**Task description**
Copy out the data below word for word, leaving out the pictures.

**Data for this task**
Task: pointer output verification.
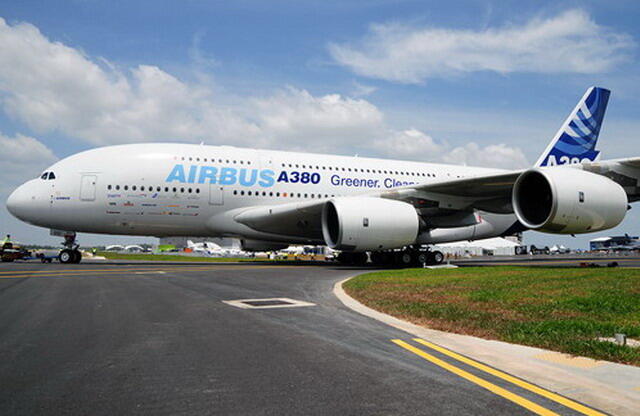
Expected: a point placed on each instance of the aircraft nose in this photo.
(19, 202)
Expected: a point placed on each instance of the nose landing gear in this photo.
(70, 254)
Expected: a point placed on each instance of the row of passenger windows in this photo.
(143, 188)
(317, 167)
(281, 194)
(362, 170)
(213, 160)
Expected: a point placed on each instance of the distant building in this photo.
(487, 247)
(181, 242)
(606, 243)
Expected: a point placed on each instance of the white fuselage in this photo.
(164, 189)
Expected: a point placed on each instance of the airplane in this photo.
(378, 210)
(207, 247)
(559, 249)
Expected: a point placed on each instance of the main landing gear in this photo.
(70, 253)
(408, 257)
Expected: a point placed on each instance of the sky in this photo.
(484, 83)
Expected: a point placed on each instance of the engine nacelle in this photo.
(361, 224)
(260, 245)
(568, 201)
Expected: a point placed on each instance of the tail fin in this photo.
(576, 140)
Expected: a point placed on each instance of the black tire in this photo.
(405, 259)
(77, 256)
(66, 256)
(423, 258)
(437, 257)
(345, 258)
(376, 258)
(360, 259)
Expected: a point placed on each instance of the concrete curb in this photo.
(610, 387)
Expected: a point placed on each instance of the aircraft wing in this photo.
(625, 172)
(441, 202)
(297, 219)
(304, 219)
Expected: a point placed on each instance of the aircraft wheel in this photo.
(360, 259)
(379, 258)
(66, 256)
(77, 256)
(423, 258)
(345, 258)
(405, 259)
(438, 257)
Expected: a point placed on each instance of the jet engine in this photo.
(568, 201)
(361, 224)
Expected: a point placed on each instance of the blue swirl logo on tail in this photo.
(576, 141)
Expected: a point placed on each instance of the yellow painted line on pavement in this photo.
(514, 380)
(547, 262)
(82, 272)
(519, 400)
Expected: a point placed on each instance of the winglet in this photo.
(576, 140)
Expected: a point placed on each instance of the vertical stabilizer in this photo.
(576, 140)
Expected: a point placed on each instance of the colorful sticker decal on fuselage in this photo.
(267, 178)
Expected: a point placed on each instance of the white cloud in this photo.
(571, 42)
(295, 119)
(492, 156)
(21, 156)
(409, 144)
(52, 87)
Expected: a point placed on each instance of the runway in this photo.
(134, 338)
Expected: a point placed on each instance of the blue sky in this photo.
(476, 82)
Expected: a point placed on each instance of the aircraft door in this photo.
(88, 187)
(216, 194)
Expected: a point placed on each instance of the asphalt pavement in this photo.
(157, 338)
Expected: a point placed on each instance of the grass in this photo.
(175, 257)
(561, 309)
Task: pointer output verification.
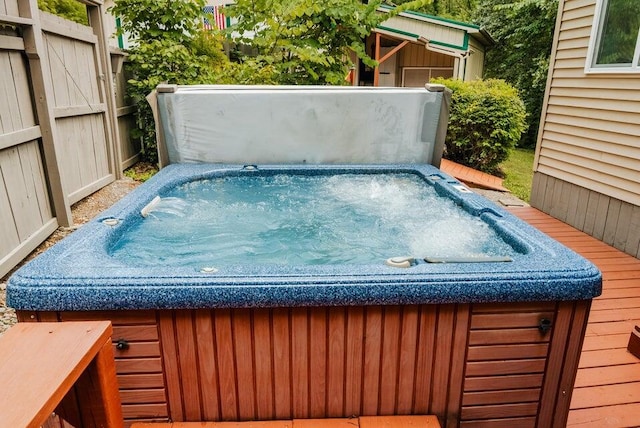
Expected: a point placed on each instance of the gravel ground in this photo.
(94, 204)
(82, 211)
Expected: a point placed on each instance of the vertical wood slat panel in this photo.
(170, 363)
(245, 377)
(371, 363)
(571, 359)
(323, 362)
(425, 359)
(336, 358)
(208, 379)
(282, 363)
(318, 362)
(442, 361)
(299, 362)
(389, 360)
(354, 360)
(458, 359)
(264, 363)
(226, 364)
(561, 330)
(407, 360)
(187, 359)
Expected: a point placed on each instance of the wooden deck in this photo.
(607, 387)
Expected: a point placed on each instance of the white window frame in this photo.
(594, 40)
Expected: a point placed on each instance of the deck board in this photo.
(607, 387)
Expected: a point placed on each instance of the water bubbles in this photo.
(305, 220)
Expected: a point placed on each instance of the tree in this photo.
(306, 41)
(523, 30)
(69, 9)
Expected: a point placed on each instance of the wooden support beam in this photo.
(376, 71)
(43, 91)
(393, 51)
(107, 91)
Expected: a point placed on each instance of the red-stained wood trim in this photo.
(282, 363)
(442, 361)
(140, 381)
(371, 365)
(208, 374)
(389, 360)
(501, 397)
(336, 362)
(226, 364)
(171, 369)
(458, 358)
(490, 383)
(507, 352)
(263, 352)
(425, 358)
(515, 320)
(407, 360)
(299, 361)
(244, 357)
(354, 348)
(317, 362)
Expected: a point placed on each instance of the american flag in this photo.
(219, 20)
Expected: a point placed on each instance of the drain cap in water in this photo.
(402, 261)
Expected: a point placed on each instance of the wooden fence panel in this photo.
(79, 108)
(129, 147)
(58, 133)
(24, 201)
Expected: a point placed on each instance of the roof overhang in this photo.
(409, 25)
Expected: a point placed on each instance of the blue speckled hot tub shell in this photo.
(79, 274)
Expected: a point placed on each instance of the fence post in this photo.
(95, 12)
(42, 92)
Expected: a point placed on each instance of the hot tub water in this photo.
(289, 219)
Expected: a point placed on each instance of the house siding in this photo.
(588, 154)
(475, 61)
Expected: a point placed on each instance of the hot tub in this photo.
(484, 337)
(474, 340)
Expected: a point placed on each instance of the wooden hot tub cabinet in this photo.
(472, 365)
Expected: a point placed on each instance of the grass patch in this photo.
(141, 171)
(518, 170)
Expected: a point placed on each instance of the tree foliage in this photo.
(306, 41)
(523, 30)
(168, 46)
(69, 9)
(296, 41)
(486, 121)
(619, 32)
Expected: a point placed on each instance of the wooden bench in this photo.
(422, 421)
(41, 363)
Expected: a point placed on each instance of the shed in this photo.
(587, 164)
(413, 47)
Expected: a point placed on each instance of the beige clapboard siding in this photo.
(594, 93)
(579, 52)
(591, 123)
(626, 157)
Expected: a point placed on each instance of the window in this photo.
(615, 39)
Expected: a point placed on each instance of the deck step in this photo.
(413, 421)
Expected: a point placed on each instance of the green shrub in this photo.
(487, 118)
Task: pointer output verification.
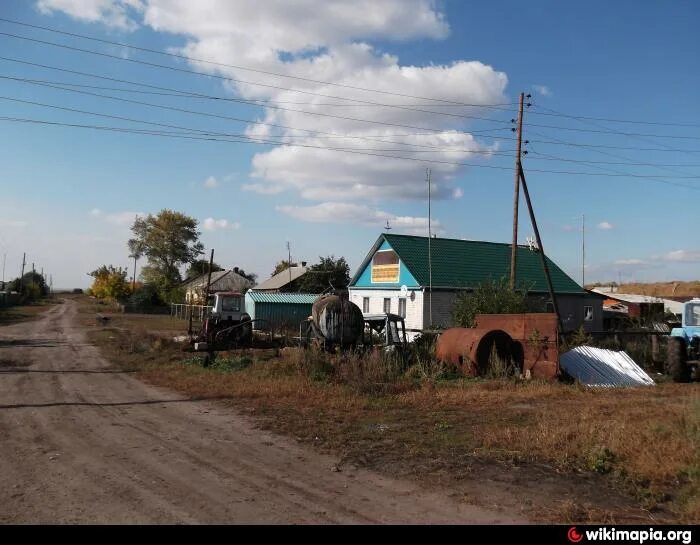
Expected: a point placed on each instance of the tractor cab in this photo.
(389, 327)
(227, 305)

**Written reply**
Task: pointer output verification.
Expected: a point placed on each instance of the aircraft nose in this photo.
(19, 202)
Expected: a point placed on each instance of the nose landing gear in this photo.
(70, 254)
Expected: a point placed on each instance of the row of passenger windows in this photo.
(143, 188)
(317, 167)
(281, 194)
(362, 170)
(213, 160)
Expected: a point placed on each instance of the distant building in this photo.
(487, 247)
(181, 242)
(606, 243)
Expected: a point placed on each instance of the white fuselage in this photo.
(164, 189)
Expected: a point placed on each instance of the airplane in this photo.
(378, 210)
(207, 247)
(559, 249)
Expected: a point placed on each instance of the main landing gear in this photo.
(70, 253)
(408, 257)
Expected: a point placed on each instance of the sky in this photo.
(484, 83)
Expected: a point placed on each instance of the engine nacelle in this photo.
(361, 224)
(260, 245)
(568, 201)
Expected: a point placed on each instance of the tail fin in this photo.
(576, 140)
Expected: a point placed on each instance of the black tire in this photo.
(405, 259)
(77, 256)
(66, 256)
(423, 258)
(437, 257)
(345, 258)
(376, 258)
(360, 259)
Expected: a point placed on each instance of the concrete curb in this photo.
(610, 387)
Expected: a point placed on each instance of the aircraft wing in this photo.
(625, 172)
(441, 202)
(297, 219)
(304, 219)
Expected: a point placed on each instance of the aircraft wheel in this photo.
(360, 259)
(379, 258)
(66, 256)
(77, 256)
(423, 258)
(345, 258)
(405, 259)
(438, 257)
Expected: a point placed on each instance of the jet engine in this photo.
(568, 201)
(361, 224)
Expected: a point placed on each instance of the blue swirl logo on tail in this photo.
(576, 141)
Expected: a point placed on each instance of the yellow painted line on pavement in this photo.
(514, 380)
(547, 262)
(82, 272)
(519, 400)
Expected: a point placed on each instance of the winglet in this photo.
(576, 140)
Expected: a point placed on each instance of the vertical stabilizer in this photo.
(576, 140)
Expected: a point placed on each instance of the colorful sticker decal on fuselage in this photo.
(267, 178)
Expected: a point placed on each instance of the white cloud in this photo.
(571, 42)
(295, 119)
(492, 156)
(21, 156)
(409, 144)
(52, 87)
Expected: a point placed on each instance of the runway in this photo.
(134, 338)
Expected: a point placed on each instance of the blue sky in this photo.
(476, 82)
Expected: a point placed on each instance of the aircraft door in this photo.
(88, 187)
(216, 194)
Expected: a point placed on each instance of the asphalt pavement in this photo.
(157, 338)
Expected: a point placed on each instance of the grass in this photo.
(175, 257)
(561, 309)
Task: pointer output verification.
Expected: a point placed on each instance of the gravel ground in this photo.
(94, 204)
(82, 211)
Expected: a point placed on each instance of the vertical wood slat panel in this photo.
(170, 363)
(245, 377)
(371, 363)
(571, 359)
(323, 362)
(425, 359)
(336, 358)
(208, 379)
(282, 363)
(318, 362)
(442, 361)
(299, 362)
(389, 360)
(354, 360)
(458, 359)
(264, 363)
(226, 364)
(561, 330)
(407, 360)
(187, 359)
Expected: a point placed on each instance of the wooden deck in this photo.
(607, 387)
Expected: a point placed on each instance of the white window frame in this photo.
(594, 40)
Expected: a point placed on each instance of the deck board in this photo.
(607, 387)
Expected: a point placed on each instance of the water bubbles in this photo.
(305, 220)
Expected: a point placed on each instance of the tree in this photo.
(306, 41)
(523, 30)
(69, 9)
Expected: a point placed on each instance of the wooden support beam in this photo.
(376, 71)
(43, 91)
(393, 51)
(107, 91)
Expected: a point placed on each instance of the red-stained wood trim in this photo.
(282, 363)
(442, 361)
(140, 381)
(371, 365)
(208, 374)
(389, 360)
(501, 397)
(336, 362)
(226, 364)
(171, 369)
(458, 358)
(490, 383)
(507, 352)
(263, 352)
(425, 358)
(515, 320)
(407, 360)
(299, 361)
(244, 357)
(354, 348)
(317, 362)
Expected: a point placed on each instance of the american flag in this photo.
(219, 20)
Expected: a point placed on each instance of the drain cap in water in this photo.
(402, 261)
Expected: a point placed on each instance of the wooden fence panel in this photo.
(79, 108)
(129, 147)
(58, 133)
(24, 201)
Expected: a point placed on each instance of the roof overhang in this photo.
(409, 25)
Expected: a point placed on each instance of the blue speckled hot tub shell in this photo.
(79, 274)
Expected: a point placed on each instance of the fence post in this photo.
(95, 12)
(42, 92)
Expected: a point placed on each instance of the hot tub water in this photo.
(289, 219)
Expected: a point placed on each instance of the house siding in this photo.
(588, 154)
(475, 61)
Expected: a point placed on each instance of the hot tub in this photo.
(484, 337)
(474, 340)
Expected: a point placed on each instance of the wooden hot tub cabinet in this photo.
(472, 365)
Expected: a point placed on each instance of the grass patch in this photo.
(141, 171)
(518, 170)
Expected: a point placed on each instance of the tree foliage in this photo.
(306, 41)
(523, 30)
(168, 46)
(69, 9)
(296, 41)
(486, 121)
(619, 32)
Expected: a point placed on each instance of the wooden bench in this photo.
(422, 421)
(41, 363)
Expected: a point placed on each instance of the shed in this photo.
(587, 164)
(413, 47)
Expected: a point placed on each instance of the beige clapboard siding in this photo.
(594, 93)
(579, 52)
(591, 123)
(626, 157)
Expected: a point placed on each instance of the window in this photo.
(615, 39)
Expected: a point placed on each instance of the deck step in this photo.
(413, 421)
Expected: a point placed on each instance of the green shrub in this photo.
(487, 118)
Task: pointer output verification.
Expected: a point placed on each instance of the tractor cab in this photo.
(389, 327)
(227, 305)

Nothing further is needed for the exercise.